* [Exercise] Please translate this sentence from the seafaring memoir below into Spanish: "Passing through the Straits of Gibraltar was an impressive sight with many ships doing their own thing as that was before the routing system came into force."

* [Text under study]
=== Begin Enclosure ===

Joined: July 19, 2010, 4:51 pm
Posts: 205
To save going out into the Atlantic again, we sailed through the Chesapeake and Delaware canal which was a very scenic run, and duly docked at a coal loading facility. There too it was fairly fast and I was fascinated by them tipping the railroad wagons upside down and dumping them and then they went off on a ramp back to the marshaling yard without anyone tending them. The trip to Savona across the Atlantic was typical for the winter and we did not break any records getting there.

Passing through the Straits of Gibraltar was an impressive sight with many ships doing their own thing as that was before the routing system came into force. Course as we were to learn during the busy spell, the signal station on Gib would call us up on the Morse lamp asking if we wished to be reported. Savona was the normal discharge and the coal was loaded into large buckets and went on a trip by cable to I know not where. This was the first time in Italy and, although I was to call in this port many times later on when I was with Gem Line, the first time is always the most exciting.

On completion we were to proceed to Tunisia and load (what else) iron ore at a place called La Golette. Another first for me and I was fascinated by the culture and the market where everything was on sale - even some persistent guys trying to sell their sisters 'very clean'.
Ingleby's Crew

I have not mentioned any of the crew on Ingleby as to be honest there were no personalities that stuck out. The second mate I remember as being what was called 'a professional second mate'. The first mate married a rich widow in the States and left the ship to live with her. The Captain I sailed with when I did my first trip as third mate after getting my second mates FG certificate. The other apprentice was doing his first and last trip came from what was then Southern Rhodesia and often commented on the fact that, as apprentices, we were treated worse that the 'kaffirs' in his country (his words not mine). One time I bet him that he could not eat a whole ship's duff at one sitting and I lost the bet.

=== End Enclosure ===

* [Extracted entries]
=== Begin Enclosure ===

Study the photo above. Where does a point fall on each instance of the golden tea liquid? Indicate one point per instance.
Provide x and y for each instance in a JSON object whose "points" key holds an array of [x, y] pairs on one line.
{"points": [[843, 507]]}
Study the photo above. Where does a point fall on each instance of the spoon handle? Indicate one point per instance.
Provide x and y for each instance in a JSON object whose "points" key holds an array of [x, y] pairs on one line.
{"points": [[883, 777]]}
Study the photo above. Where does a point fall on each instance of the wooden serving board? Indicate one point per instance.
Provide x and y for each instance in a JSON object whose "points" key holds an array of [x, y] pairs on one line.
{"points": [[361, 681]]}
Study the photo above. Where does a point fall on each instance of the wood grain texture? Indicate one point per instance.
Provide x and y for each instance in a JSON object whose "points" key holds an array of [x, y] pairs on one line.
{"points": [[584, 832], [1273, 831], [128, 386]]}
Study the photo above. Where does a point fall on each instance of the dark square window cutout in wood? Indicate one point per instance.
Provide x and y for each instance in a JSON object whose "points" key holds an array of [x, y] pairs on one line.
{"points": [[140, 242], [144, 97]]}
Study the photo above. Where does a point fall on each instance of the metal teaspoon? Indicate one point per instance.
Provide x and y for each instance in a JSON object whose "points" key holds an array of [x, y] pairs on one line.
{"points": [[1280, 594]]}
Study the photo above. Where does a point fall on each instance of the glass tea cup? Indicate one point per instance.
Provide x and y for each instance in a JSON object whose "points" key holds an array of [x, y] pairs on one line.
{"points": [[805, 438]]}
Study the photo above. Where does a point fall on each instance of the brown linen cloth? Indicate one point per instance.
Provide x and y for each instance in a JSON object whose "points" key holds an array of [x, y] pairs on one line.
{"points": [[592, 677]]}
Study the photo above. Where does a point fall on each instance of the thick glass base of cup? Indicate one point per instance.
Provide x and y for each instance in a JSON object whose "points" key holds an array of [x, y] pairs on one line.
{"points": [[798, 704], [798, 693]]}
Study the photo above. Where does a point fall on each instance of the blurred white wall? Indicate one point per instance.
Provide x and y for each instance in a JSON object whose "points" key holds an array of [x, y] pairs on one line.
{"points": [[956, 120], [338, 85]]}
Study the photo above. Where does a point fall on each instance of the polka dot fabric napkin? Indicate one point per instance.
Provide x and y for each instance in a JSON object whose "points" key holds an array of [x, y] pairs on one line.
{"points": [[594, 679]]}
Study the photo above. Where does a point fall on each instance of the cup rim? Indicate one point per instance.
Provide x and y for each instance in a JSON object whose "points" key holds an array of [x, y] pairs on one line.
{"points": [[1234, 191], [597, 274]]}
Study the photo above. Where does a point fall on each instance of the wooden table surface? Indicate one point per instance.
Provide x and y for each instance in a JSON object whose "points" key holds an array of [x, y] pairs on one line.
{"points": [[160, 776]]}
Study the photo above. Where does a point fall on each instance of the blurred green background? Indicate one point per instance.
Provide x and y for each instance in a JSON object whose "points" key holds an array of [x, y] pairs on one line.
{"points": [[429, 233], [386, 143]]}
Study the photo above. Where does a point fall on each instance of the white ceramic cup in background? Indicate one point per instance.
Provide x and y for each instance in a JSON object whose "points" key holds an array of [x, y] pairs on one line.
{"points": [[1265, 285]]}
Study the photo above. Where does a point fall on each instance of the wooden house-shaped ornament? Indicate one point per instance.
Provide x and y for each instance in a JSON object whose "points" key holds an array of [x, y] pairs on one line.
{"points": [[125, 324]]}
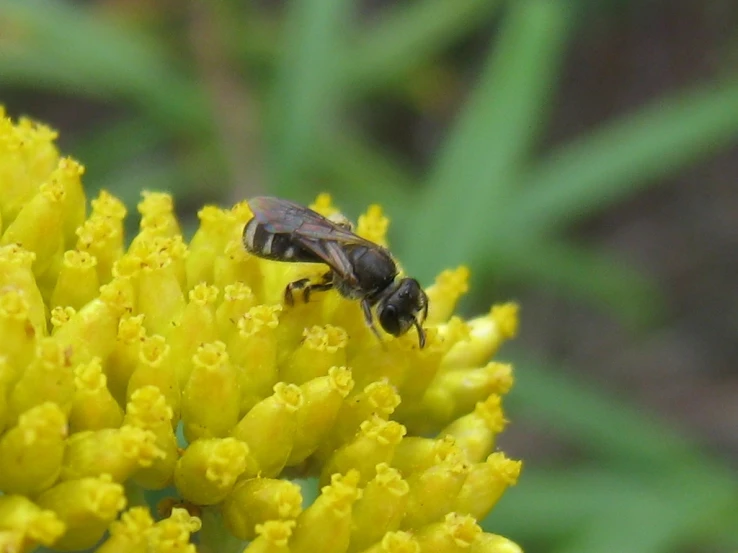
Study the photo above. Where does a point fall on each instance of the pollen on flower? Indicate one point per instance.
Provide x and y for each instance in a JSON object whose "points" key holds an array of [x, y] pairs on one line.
{"points": [[258, 317], [373, 225], [160, 363], [107, 205]]}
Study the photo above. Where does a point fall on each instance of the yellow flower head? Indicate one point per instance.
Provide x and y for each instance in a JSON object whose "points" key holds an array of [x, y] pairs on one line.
{"points": [[129, 368]]}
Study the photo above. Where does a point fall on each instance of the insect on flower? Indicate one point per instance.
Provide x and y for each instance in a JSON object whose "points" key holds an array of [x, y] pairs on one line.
{"points": [[359, 269]]}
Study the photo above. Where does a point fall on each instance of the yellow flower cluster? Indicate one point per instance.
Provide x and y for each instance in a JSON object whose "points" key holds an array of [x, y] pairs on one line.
{"points": [[175, 366]]}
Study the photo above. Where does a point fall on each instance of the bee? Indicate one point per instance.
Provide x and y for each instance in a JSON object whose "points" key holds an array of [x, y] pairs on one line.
{"points": [[359, 269]]}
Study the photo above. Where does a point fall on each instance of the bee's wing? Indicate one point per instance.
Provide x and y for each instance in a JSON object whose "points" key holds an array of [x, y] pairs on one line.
{"points": [[285, 217], [310, 229]]}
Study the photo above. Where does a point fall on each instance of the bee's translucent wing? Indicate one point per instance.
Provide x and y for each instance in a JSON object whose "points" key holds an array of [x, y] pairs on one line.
{"points": [[284, 217], [310, 229]]}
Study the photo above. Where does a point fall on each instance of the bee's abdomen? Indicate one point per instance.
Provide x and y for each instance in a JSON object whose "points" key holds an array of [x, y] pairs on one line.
{"points": [[280, 247]]}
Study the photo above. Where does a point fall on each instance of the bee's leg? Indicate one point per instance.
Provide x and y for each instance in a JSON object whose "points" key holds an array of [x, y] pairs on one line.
{"points": [[289, 298], [366, 307], [326, 283], [307, 287]]}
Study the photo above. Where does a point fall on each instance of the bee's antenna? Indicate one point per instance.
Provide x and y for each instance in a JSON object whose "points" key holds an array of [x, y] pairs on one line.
{"points": [[421, 333]]}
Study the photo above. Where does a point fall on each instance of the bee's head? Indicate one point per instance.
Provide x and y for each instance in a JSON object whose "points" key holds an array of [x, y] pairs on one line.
{"points": [[400, 307]]}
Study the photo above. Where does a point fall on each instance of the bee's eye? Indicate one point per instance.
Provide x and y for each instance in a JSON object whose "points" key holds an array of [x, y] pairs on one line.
{"points": [[389, 320]]}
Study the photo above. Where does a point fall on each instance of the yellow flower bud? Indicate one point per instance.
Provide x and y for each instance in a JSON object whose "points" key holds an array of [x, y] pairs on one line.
{"points": [[456, 391], [492, 543], [31, 452], [196, 327], [208, 243], [325, 526], [49, 377], [294, 319], [253, 351], [396, 542], [18, 344], [450, 285], [475, 433], [269, 428], [434, 490], [208, 469], [16, 274], [157, 212], [39, 227], [68, 173], [237, 265], [456, 533], [34, 525], [160, 298], [487, 335], [87, 507], [380, 509], [6, 376], [60, 316], [118, 452], [91, 331], [155, 368], [28, 156], [124, 358], [172, 535], [93, 406], [375, 443], [423, 366], [273, 537], [321, 349], [485, 484], [415, 454], [102, 238], [77, 283], [148, 410], [238, 298], [387, 360], [129, 534], [211, 398], [323, 397], [259, 500], [107, 205], [378, 398], [373, 225]]}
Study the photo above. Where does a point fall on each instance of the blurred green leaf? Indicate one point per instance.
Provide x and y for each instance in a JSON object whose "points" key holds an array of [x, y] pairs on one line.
{"points": [[575, 272], [628, 155], [109, 146], [408, 35], [48, 44], [306, 93], [364, 174], [469, 186], [608, 429]]}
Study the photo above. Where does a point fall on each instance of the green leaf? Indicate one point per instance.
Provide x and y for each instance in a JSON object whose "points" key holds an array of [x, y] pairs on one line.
{"points": [[62, 46], [608, 429], [628, 155], [307, 90], [465, 200], [408, 35], [574, 272], [363, 174]]}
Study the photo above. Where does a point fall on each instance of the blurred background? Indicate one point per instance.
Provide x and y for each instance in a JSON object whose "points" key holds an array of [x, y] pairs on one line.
{"points": [[580, 156]]}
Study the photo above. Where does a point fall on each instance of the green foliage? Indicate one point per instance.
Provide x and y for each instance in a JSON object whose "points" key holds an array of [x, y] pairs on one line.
{"points": [[490, 199]]}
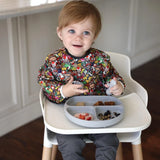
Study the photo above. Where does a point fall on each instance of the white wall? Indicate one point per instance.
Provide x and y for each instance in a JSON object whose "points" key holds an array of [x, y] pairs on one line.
{"points": [[131, 27]]}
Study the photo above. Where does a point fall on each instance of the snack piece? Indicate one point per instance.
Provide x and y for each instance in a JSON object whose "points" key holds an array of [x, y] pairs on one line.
{"points": [[80, 104], [107, 115], [84, 116], [99, 103], [109, 103]]}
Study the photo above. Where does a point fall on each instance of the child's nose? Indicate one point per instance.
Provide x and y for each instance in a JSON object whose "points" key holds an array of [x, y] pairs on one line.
{"points": [[78, 37]]}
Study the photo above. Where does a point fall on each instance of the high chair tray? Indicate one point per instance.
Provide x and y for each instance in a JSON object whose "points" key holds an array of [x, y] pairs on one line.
{"points": [[82, 111]]}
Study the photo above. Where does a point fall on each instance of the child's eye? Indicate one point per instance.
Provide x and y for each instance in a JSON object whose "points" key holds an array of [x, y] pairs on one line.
{"points": [[71, 31], [86, 33]]}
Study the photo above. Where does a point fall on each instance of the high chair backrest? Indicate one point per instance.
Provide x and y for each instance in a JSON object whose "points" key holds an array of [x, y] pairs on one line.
{"points": [[123, 65]]}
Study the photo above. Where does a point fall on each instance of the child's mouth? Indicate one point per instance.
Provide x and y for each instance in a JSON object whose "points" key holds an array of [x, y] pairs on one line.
{"points": [[78, 46]]}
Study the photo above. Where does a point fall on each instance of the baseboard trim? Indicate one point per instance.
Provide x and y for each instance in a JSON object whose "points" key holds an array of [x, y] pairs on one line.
{"points": [[19, 118]]}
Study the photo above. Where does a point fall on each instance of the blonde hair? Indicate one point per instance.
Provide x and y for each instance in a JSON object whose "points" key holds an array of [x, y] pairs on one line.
{"points": [[78, 10]]}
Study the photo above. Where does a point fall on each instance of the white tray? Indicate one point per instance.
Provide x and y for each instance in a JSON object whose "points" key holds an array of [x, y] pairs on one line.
{"points": [[71, 109]]}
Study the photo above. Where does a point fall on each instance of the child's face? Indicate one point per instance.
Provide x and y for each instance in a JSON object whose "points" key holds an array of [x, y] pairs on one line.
{"points": [[77, 37]]}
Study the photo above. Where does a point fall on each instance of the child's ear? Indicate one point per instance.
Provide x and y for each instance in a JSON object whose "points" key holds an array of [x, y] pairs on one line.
{"points": [[59, 33]]}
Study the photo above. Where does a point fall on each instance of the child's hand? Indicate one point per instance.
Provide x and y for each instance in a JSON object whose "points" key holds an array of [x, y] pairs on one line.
{"points": [[117, 89], [70, 89]]}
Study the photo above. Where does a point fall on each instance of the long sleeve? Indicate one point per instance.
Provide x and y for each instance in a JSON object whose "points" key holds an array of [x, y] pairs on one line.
{"points": [[109, 72], [48, 78]]}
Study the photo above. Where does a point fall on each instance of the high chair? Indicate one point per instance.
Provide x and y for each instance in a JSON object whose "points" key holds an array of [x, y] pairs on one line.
{"points": [[122, 65]]}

=== End Enclosure ===

* [Completed task] Pasar por el estrecho de Gibraltar fue un espectáculo impresionante, con muchos barcos que iban cada uno a lo suyo, ya que eso fue antes de que entrara en vigor el sistema de rutas.